Records from a data collection
▬▬▬▬▬▬

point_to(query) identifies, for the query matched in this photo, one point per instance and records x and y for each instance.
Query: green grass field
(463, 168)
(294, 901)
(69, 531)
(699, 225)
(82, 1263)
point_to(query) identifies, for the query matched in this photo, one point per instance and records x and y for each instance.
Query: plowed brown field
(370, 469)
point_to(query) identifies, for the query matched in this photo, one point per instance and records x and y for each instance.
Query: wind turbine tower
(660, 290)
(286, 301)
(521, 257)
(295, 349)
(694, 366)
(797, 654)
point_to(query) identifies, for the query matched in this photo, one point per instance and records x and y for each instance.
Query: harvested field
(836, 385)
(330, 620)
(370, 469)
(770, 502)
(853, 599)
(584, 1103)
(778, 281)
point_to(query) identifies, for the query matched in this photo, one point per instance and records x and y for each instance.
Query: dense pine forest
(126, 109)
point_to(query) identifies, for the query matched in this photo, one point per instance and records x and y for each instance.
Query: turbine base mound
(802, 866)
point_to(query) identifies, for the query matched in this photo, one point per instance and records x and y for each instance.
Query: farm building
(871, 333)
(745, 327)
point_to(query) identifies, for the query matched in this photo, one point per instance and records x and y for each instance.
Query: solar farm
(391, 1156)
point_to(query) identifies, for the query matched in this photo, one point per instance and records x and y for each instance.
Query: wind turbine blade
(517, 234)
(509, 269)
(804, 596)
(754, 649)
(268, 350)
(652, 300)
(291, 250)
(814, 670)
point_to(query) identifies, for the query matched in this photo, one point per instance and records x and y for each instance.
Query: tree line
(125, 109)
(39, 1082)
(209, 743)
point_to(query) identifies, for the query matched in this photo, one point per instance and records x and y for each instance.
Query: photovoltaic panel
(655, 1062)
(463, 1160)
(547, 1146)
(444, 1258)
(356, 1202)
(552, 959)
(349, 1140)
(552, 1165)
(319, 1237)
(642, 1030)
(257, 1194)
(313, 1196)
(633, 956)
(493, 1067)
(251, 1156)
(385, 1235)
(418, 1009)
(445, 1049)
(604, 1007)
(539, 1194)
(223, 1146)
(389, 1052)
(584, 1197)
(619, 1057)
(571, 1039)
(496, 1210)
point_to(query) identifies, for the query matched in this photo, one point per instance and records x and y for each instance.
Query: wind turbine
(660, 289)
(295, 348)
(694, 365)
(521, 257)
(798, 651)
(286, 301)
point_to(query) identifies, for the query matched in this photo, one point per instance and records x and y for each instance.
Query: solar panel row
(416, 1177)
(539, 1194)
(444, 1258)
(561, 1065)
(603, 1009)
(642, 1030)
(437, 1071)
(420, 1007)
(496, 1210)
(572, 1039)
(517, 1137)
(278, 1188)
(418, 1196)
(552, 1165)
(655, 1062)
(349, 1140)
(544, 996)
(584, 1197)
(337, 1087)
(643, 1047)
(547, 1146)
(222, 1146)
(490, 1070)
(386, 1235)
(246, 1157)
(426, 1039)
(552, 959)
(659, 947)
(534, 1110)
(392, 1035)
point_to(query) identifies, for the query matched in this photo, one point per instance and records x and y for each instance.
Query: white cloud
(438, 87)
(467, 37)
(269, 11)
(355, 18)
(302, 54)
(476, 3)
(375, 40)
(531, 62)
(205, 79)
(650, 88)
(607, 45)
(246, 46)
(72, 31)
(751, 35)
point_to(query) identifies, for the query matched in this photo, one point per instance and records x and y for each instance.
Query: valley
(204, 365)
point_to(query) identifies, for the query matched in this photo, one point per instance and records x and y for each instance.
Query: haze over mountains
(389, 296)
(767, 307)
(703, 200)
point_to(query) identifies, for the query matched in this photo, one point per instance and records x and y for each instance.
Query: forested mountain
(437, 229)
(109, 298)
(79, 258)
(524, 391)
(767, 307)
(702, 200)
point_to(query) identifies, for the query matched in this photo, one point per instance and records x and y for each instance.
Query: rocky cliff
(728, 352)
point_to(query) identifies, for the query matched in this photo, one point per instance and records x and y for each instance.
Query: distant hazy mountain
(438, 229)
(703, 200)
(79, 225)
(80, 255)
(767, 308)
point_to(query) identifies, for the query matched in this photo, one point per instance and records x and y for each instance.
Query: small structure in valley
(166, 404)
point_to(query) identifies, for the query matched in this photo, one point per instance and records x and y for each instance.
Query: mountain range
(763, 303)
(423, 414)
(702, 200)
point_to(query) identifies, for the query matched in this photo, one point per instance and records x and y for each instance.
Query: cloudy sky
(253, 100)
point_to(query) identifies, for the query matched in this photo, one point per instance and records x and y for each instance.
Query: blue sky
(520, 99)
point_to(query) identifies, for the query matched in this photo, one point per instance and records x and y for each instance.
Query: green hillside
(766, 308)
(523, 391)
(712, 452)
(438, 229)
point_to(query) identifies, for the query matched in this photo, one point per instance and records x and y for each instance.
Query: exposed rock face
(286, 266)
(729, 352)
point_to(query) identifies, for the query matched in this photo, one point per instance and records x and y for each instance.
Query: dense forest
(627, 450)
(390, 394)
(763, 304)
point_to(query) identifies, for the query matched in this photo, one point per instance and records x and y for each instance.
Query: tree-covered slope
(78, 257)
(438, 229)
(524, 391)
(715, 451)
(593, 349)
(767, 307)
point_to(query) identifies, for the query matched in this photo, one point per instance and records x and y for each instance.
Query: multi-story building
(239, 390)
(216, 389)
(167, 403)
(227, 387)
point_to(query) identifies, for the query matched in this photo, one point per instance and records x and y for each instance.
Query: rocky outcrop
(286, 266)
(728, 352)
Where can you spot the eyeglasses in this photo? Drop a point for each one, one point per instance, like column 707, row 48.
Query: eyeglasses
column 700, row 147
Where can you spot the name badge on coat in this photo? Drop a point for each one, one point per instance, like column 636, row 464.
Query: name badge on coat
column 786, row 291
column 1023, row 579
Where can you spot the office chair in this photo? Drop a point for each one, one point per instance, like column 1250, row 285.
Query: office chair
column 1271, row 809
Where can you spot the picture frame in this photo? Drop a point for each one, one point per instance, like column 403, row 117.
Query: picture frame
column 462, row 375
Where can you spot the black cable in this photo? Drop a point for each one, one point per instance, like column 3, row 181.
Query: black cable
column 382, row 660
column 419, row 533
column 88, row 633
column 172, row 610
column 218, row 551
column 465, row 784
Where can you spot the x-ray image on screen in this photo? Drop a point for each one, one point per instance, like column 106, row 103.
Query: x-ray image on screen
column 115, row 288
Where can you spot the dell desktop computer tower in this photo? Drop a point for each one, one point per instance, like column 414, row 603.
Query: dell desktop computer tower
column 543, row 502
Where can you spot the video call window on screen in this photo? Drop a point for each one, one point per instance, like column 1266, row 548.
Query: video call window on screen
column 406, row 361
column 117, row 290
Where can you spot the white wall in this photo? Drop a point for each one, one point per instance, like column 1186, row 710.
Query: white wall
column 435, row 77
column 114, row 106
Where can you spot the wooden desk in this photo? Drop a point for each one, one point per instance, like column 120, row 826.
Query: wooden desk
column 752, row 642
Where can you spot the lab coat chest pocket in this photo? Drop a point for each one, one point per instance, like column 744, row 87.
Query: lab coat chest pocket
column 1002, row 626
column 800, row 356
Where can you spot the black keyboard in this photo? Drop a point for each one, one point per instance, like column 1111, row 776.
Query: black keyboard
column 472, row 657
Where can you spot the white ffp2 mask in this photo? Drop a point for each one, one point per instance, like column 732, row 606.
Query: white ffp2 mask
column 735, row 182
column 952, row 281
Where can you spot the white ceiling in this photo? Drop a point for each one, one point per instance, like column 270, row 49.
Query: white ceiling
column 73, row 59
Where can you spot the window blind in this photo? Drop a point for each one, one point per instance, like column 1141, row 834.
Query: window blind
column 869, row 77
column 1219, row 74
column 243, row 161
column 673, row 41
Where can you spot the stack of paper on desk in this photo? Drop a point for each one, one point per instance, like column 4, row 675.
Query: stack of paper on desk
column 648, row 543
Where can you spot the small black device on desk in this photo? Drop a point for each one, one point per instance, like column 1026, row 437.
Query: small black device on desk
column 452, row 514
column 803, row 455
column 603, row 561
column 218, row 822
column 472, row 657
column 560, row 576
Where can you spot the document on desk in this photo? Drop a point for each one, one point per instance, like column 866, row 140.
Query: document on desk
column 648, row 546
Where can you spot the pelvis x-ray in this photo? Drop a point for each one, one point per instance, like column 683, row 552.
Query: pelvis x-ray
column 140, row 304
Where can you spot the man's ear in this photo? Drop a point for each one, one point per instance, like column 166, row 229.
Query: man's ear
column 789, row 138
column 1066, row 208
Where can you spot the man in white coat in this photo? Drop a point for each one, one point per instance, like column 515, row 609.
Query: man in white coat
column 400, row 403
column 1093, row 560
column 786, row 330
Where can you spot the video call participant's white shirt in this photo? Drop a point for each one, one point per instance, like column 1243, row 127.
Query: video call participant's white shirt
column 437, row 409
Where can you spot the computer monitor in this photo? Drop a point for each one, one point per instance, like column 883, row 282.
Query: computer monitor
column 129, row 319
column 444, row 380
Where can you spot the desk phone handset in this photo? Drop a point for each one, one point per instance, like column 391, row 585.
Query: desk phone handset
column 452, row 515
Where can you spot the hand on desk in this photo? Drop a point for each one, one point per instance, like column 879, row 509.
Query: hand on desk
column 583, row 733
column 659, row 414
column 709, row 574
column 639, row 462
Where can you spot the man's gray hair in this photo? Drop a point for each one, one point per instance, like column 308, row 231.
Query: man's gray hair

▬▬▬▬▬▬

Task item.
The answer is the lines above between the line holding "Query: pelvis x-ray" and the line holding "Where can you spot the hand", inclusive, each written out exactly, and no others.

Exercise solution.
Query: pelvis x-ray
column 140, row 304
Where can you spot the man's ear in this photo? Drop a point for each one, one point per instance, like column 166, row 229.
Query: man's ear
column 789, row 138
column 1066, row 208
Where can you spot the man in white coat in this photo? Drop a point for each one, one point per instance, like column 515, row 609.
Query: man in white coat
column 400, row 403
column 1093, row 560
column 786, row 330
Where can you spot the video call participant's white shirt in this photo? Drop a point for each one, one point per instance, like column 1243, row 127.
Query: video call participant's white shirt
column 437, row 409
Where can you spot the computer monitor in this photo? Drop a point for each one, one point per instance, like column 883, row 282.
Query: computer monitor
column 129, row 319
column 444, row 380
Where can you spot the desk phone handset in this photo? Drop a point for each one, one point per instance, like column 391, row 585.
Query: desk phone handset
column 452, row 515
Where can you spot the hand on desk in this photo? Drop a point for each one, one point per instance, like column 879, row 509.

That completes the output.